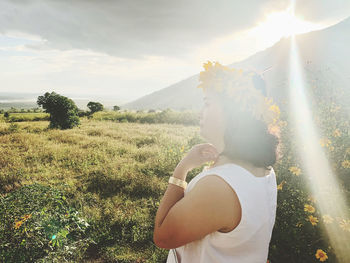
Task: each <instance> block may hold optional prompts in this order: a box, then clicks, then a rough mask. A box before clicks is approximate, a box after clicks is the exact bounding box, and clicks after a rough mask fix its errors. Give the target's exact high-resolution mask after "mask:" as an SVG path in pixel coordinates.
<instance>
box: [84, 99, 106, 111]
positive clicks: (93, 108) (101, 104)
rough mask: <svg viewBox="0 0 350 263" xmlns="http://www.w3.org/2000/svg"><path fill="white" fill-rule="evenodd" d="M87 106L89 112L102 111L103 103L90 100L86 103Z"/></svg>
mask: <svg viewBox="0 0 350 263" xmlns="http://www.w3.org/2000/svg"><path fill="white" fill-rule="evenodd" d="M87 106H88V108H89V109H90V111H91V112H90V113H91V114H93V113H94V112H97V111H103V105H102V104H101V103H99V102H93V101H90V102H89V103H88V104H87Z"/></svg>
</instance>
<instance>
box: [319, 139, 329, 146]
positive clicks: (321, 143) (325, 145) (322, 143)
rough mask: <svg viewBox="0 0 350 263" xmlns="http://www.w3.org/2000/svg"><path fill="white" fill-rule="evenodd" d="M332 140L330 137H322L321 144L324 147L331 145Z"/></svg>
mask: <svg viewBox="0 0 350 263" xmlns="http://www.w3.org/2000/svg"><path fill="white" fill-rule="evenodd" d="M331 143H332V142H331V140H329V139H328V138H322V139H320V144H321V146H322V147H325V146H326V147H329V146H330V145H331Z"/></svg>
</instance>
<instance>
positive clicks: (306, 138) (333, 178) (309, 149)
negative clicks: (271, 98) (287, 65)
mask: <svg viewBox="0 0 350 263" xmlns="http://www.w3.org/2000/svg"><path fill="white" fill-rule="evenodd" d="M302 74H303V72H302V70H301V63H300V61H299V52H298V48H297V44H296V37H295V36H291V49H290V82H289V96H290V111H289V112H290V113H291V124H292V125H293V126H294V127H295V130H296V132H297V134H296V140H297V141H296V144H297V145H299V146H300V147H298V154H299V155H300V157H301V158H300V159H301V160H302V162H303V163H302V165H303V166H304V169H305V171H306V173H305V174H306V176H307V177H308V179H309V181H310V182H311V183H310V188H311V189H310V192H311V193H312V195H313V196H314V197H315V199H316V200H317V203H316V206H317V209H318V210H319V211H320V213H321V214H322V215H327V214H328V215H332V216H333V217H334V218H336V217H339V218H344V219H345V218H349V210H348V208H347V205H346V200H345V198H344V196H343V194H342V192H341V188H340V186H339V182H338V180H337V176H336V175H335V174H334V172H333V171H332V169H331V166H330V163H329V161H328V159H327V157H326V155H325V152H324V151H323V149H322V147H321V146H320V144H319V140H320V136H319V134H318V133H317V130H316V128H315V127H314V125H313V120H312V118H311V112H310V109H309V107H308V105H309V103H308V98H307V93H306V90H307V89H306V88H308V87H307V85H308V84H307V83H306V82H305V81H304V79H305V78H304V77H303V75H302ZM324 231H325V232H326V234H327V236H328V238H329V241H330V245H331V246H332V247H333V249H334V252H335V254H336V257H337V259H338V260H339V262H344V263H345V262H348V256H349V251H350V242H349V240H346V239H347V238H346V234H345V233H344V231H342V230H341V229H340V228H339V227H338V226H337V225H336V224H325V230H324Z"/></svg>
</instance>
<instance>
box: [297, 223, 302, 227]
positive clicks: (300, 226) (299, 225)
mask: <svg viewBox="0 0 350 263" xmlns="http://www.w3.org/2000/svg"><path fill="white" fill-rule="evenodd" d="M302 225H303V224H302V223H301V222H298V223H297V224H296V225H295V226H296V227H302Z"/></svg>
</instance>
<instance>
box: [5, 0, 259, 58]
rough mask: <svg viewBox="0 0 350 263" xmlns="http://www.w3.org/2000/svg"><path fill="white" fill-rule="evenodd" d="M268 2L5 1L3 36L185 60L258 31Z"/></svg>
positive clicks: (137, 57) (197, 1)
mask: <svg viewBox="0 0 350 263" xmlns="http://www.w3.org/2000/svg"><path fill="white" fill-rule="evenodd" d="M263 4H264V1H261V0H250V1H232V0H218V1H199V0H195V1H185V0H180V1H155V0H149V1H144V0H139V1H89V0H84V1H67V0H56V1H54V0H45V1H38V0H28V1H13V0H3V1H1V2H0V33H1V32H2V33H5V32H7V31H11V30H16V31H21V32H26V33H29V34H33V35H38V36H40V37H42V38H43V39H44V40H46V41H45V42H43V43H40V46H38V45H33V44H32V45H29V47H32V48H36V49H46V48H55V49H60V50H68V49H87V50H93V51H97V52H103V53H106V54H109V55H113V56H117V57H127V58H134V59H136V58H141V57H143V56H145V55H150V56H176V57H184V56H186V55H188V54H190V53H191V51H192V50H193V49H195V48H196V47H198V46H201V45H203V44H205V43H206V42H208V41H211V40H213V39H215V38H218V37H221V36H225V35H227V34H230V33H232V32H234V31H237V30H244V29H247V28H249V27H252V26H254V24H255V23H256V21H258V20H259V18H261V17H262V10H263V9H264V5H263Z"/></svg>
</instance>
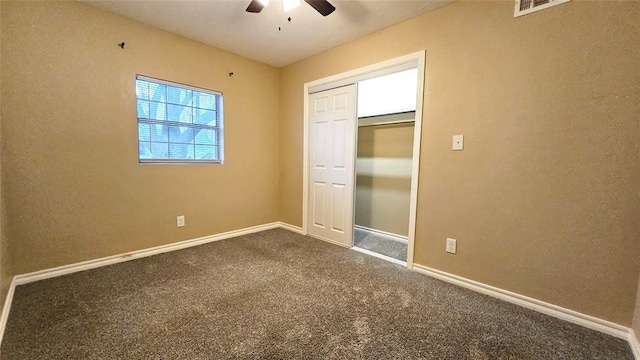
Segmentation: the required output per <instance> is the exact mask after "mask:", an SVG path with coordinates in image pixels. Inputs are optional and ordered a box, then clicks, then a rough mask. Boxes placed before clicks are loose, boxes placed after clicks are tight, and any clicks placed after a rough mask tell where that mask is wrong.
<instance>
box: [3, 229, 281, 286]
mask: <svg viewBox="0 0 640 360" xmlns="http://www.w3.org/2000/svg"><path fill="white" fill-rule="evenodd" d="M277 227H280V223H278V222H273V223H269V224H263V225H258V226H252V227H248V228H244V229H239V230H232V231H227V232H224V233H221V234H216V235H210V236H204V237H201V238H196V239H191V240H185V241H180V242H177V243H172V244H167V245H161V246H156V247H152V248H148V249H142V250H136V251H132V252H128V253H124V254H118V255H113V256H107V257H103V258H99V259H94V260H88V261H83V262H79V263H75V264H70V265H63V266H58V267H55V268H51V269H45V270H40V271H35V272H32V273H28V274H22V275H16V277H15V281H16V285H22V284H27V283H30V282H34V281H38V280H44V279H49V278H52V277H57V276H62V275H67V274H72V273H75V272H79V271H84V270H89V269H95V268H98V267H102V266H107V265H112V264H117V263H121V262H125V261H129V260H134V259H140V258H143V257H147V256H152V255H157V254H162V253H166V252H169V251H176V250H180V249H186V248H189V247H193V246H198V245H202V244H207V243H210V242H214V241H219V240H224V239H228V238H232V237H236V236H242V235H247V234H252V233H256V232H260V231H265V230H270V229H275V228H277Z"/></svg>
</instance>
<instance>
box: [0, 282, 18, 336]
mask: <svg viewBox="0 0 640 360" xmlns="http://www.w3.org/2000/svg"><path fill="white" fill-rule="evenodd" d="M15 290H16V278H15V277H14V278H13V279H12V280H11V285H10V286H9V291H7V298H6V299H4V306H3V307H2V314H1V315H0V345H1V344H2V338H3V337H4V329H5V328H6V326H7V320H8V319H9V311H10V310H11V303H12V302H13V293H14V291H15Z"/></svg>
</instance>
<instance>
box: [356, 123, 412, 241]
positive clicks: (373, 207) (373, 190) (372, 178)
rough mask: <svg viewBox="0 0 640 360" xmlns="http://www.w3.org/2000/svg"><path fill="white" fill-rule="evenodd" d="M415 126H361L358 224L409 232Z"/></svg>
mask: <svg viewBox="0 0 640 360" xmlns="http://www.w3.org/2000/svg"><path fill="white" fill-rule="evenodd" d="M413 128H414V127H413V124H394V125H377V126H361V127H359V128H358V151H357V158H356V205H355V223H356V225H360V226H365V227H368V228H371V229H376V230H382V231H386V232H389V233H392V234H397V235H402V236H407V235H408V229H409V199H410V195H411V157H412V155H413ZM372 165H373V166H372Z"/></svg>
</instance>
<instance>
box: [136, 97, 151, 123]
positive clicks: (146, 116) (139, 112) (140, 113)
mask: <svg viewBox="0 0 640 360" xmlns="http://www.w3.org/2000/svg"><path fill="white" fill-rule="evenodd" d="M138 118H139V119H148V118H149V102H148V101H145V100H138Z"/></svg>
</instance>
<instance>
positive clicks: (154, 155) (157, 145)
mask: <svg viewBox="0 0 640 360" xmlns="http://www.w3.org/2000/svg"><path fill="white" fill-rule="evenodd" d="M151 157H152V158H154V159H168V158H169V143H154V142H152V143H151Z"/></svg>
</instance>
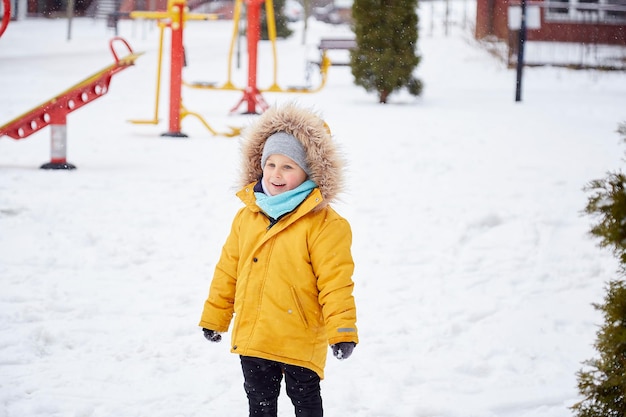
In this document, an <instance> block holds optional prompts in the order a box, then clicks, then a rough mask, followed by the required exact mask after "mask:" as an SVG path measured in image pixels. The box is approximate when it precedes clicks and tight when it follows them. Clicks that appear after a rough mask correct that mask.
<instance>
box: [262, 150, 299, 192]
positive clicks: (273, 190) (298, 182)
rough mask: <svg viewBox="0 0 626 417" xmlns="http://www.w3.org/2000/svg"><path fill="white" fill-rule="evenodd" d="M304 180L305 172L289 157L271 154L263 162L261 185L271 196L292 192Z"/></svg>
mask: <svg viewBox="0 0 626 417" xmlns="http://www.w3.org/2000/svg"><path fill="white" fill-rule="evenodd" d="M306 178H307V175H306V172H304V170H303V169H302V168H300V166H299V165H298V164H296V163H295V162H294V161H293V160H292V159H291V158H289V157H286V156H284V155H280V154H273V155H270V156H269V157H268V158H267V161H265V166H264V167H263V183H264V185H265V189H266V190H267V191H269V193H270V194H271V195H277V194H281V193H284V192H285V191H290V190H293V189H294V188H296V187H298V186H299V185H300V184H302V183H303V182H304V181H306Z"/></svg>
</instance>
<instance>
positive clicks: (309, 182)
mask: <svg viewBox="0 0 626 417" xmlns="http://www.w3.org/2000/svg"><path fill="white" fill-rule="evenodd" d="M315 187H317V184H315V182H313V181H311V180H306V181H304V182H303V183H302V184H300V185H299V186H297V187H296V188H294V189H293V190H289V191H285V192H284V193H281V194H277V195H272V196H270V195H267V194H265V193H260V192H255V193H254V195H255V196H256V204H257V206H259V207H260V208H261V210H263V212H264V213H265V214H267V215H268V216H270V217H271V218H272V219H278V218H279V217H280V216H282V215H284V214H287V213H289V212H290V211H293V210H294V209H295V208H296V207H298V206H299V205H300V203H302V202H303V201H304V199H305V198H307V196H308V195H309V194H310V193H311V190H313V189H314V188H315Z"/></svg>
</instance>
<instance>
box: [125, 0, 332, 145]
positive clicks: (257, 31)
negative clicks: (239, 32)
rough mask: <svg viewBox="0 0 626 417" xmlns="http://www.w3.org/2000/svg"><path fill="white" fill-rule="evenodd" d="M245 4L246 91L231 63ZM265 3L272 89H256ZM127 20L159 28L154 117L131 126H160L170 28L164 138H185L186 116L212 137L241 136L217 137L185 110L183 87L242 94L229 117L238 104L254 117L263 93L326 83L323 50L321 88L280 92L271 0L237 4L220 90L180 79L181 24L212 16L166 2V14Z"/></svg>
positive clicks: (133, 121) (207, 85) (206, 17)
mask: <svg viewBox="0 0 626 417" xmlns="http://www.w3.org/2000/svg"><path fill="white" fill-rule="evenodd" d="M244 1H245V2H246V5H247V7H248V12H247V25H248V26H247V40H248V42H247V44H248V85H247V87H245V88H244V87H237V86H235V85H234V84H233V82H232V79H231V75H232V61H233V51H234V49H235V43H236V39H237V36H238V33H239V20H240V17H241V9H242V5H243V2H244ZM264 1H265V6H266V16H267V22H268V32H269V37H270V40H271V42H272V51H273V59H274V72H273V76H274V81H273V83H272V85H271V86H270V87H269V88H267V89H259V88H258V87H257V82H256V81H257V79H256V75H257V45H258V42H259V40H260V31H261V29H260V20H261V16H260V7H261V4H262V3H263V2H264ZM130 17H131V18H134V19H137V18H146V19H156V20H158V25H159V31H160V33H159V54H158V58H157V60H158V61H157V79H156V84H157V86H156V97H155V106H154V116H153V118H152V119H143V120H142V119H134V120H130V122H131V123H136V124H158V123H159V116H158V115H159V100H160V85H161V73H162V71H161V68H162V65H163V31H164V29H165V28H168V27H169V28H170V29H171V31H172V36H171V38H172V40H171V42H172V44H171V52H170V105H169V131H168V132H167V133H164V134H163V136H175V137H186V136H187V135H186V134H184V133H182V132H181V130H180V129H181V122H182V120H183V119H184V118H185V117H187V116H194V117H196V118H197V119H198V120H200V122H201V123H202V124H203V125H204V126H205V127H206V128H207V129H208V130H209V131H210V132H211V133H212V134H213V135H224V136H237V135H238V134H239V133H240V130H241V129H240V128H233V127H230V129H231V131H230V132H226V133H218V132H217V131H215V130H214V129H213V128H212V127H211V126H210V125H209V124H208V123H207V122H206V121H205V120H204V119H203V118H202V116H200V115H199V114H198V113H194V112H191V111H189V110H187V109H186V108H185V107H184V106H183V104H182V99H181V92H182V86H183V85H184V86H185V87H189V88H196V89H208V90H236V91H242V92H243V97H242V98H241V100H240V101H239V102H238V103H237V105H236V106H235V107H233V108H232V109H231V111H230V112H231V113H232V112H234V111H236V110H237V109H238V108H239V107H240V106H241V104H243V103H246V104H247V111H246V113H248V114H256V113H261V112H263V111H265V110H266V109H267V107H268V105H267V103H266V102H265V100H264V99H263V96H262V95H261V93H262V92H283V93H314V92H317V91H319V90H321V89H322V88H323V87H324V86H325V84H326V79H327V73H328V68H329V67H330V65H331V63H330V59H328V57H327V55H326V49H323V50H322V56H321V58H320V62H319V63H317V64H318V65H319V68H320V74H321V84H320V86H319V87H317V88H308V87H288V88H281V87H280V86H279V85H278V82H277V59H276V22H275V19H274V6H273V3H272V0H236V2H235V8H234V13H233V21H234V30H233V36H232V39H231V44H230V50H229V58H228V79H227V81H226V82H225V83H224V84H223V85H222V86H216V85H215V83H207V82H196V83H186V82H184V81H183V79H182V67H183V60H184V52H183V31H184V23H185V21H186V20H190V19H192V20H210V19H215V18H217V16H215V15H207V14H191V13H189V12H188V7H187V4H186V0H169V1H168V9H167V11H166V12H142V11H137V12H131V13H130Z"/></svg>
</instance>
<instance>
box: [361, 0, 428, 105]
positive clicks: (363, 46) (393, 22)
mask: <svg viewBox="0 0 626 417" xmlns="http://www.w3.org/2000/svg"><path fill="white" fill-rule="evenodd" d="M416 9H417V0H355V1H354V3H353V5H352V19H353V25H354V33H355V37H356V43H357V46H356V48H355V49H354V50H352V51H351V54H350V65H351V68H352V75H353V76H354V83H355V84H356V85H359V86H361V87H363V88H365V90H366V91H376V92H377V93H378V101H379V102H380V103H386V102H387V99H388V97H389V95H390V94H391V93H392V92H394V91H396V90H399V89H401V88H403V87H406V88H407V89H408V90H409V92H410V93H411V94H413V95H415V96H418V95H420V94H421V93H422V82H421V81H420V80H418V79H416V78H415V77H414V76H413V70H414V69H415V68H416V67H417V65H418V64H419V62H420V57H419V56H418V55H417V53H416V47H417V38H418V31H417V25H418V17H417V12H416Z"/></svg>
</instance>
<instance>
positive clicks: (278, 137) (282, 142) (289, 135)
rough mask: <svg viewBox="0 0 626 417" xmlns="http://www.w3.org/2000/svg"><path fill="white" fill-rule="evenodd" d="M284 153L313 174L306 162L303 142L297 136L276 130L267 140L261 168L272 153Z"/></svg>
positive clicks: (305, 153) (261, 168)
mask: <svg viewBox="0 0 626 417" xmlns="http://www.w3.org/2000/svg"><path fill="white" fill-rule="evenodd" d="M277 154H278V155H284V156H286V157H288V158H291V159H292V160H293V161H294V162H295V163H296V164H298V166H299V167H300V168H302V170H303V171H304V172H306V175H307V176H311V169H310V168H309V164H308V163H307V162H306V151H305V150H304V146H302V143H301V142H300V141H299V140H298V139H296V137H295V136H293V135H290V134H289V133H286V132H276V133H274V134H272V135H270V137H268V138H267V140H266V141H265V145H264V146H263V155H261V169H263V168H264V167H265V161H267V158H268V157H269V156H270V155H277Z"/></svg>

=== Work item ===
Transcribe the material from its beginning up to and including the line that contains "106L89 112L102 111L103", omitting the picture.

=== Reply to the exercise ===
Task: each <instance> block may hold optional prompts in this order: a box, then clicks, then a rough mask. A box before clicks is approximate, a box after clicks is the exact bounding box, and clicks after a rough mask fix its errors. Give the target's exact high-resolution mask after "mask:" as an SVG path in pixel coordinates.
<instance>
box: [84, 99, 106, 111]
positive clicks: (93, 108) (101, 104)
rough mask: <svg viewBox="0 0 350 263" xmlns="http://www.w3.org/2000/svg"><path fill="white" fill-rule="evenodd" d="M87 106L89 112L102 111L103 103L90 100L86 103Z"/></svg>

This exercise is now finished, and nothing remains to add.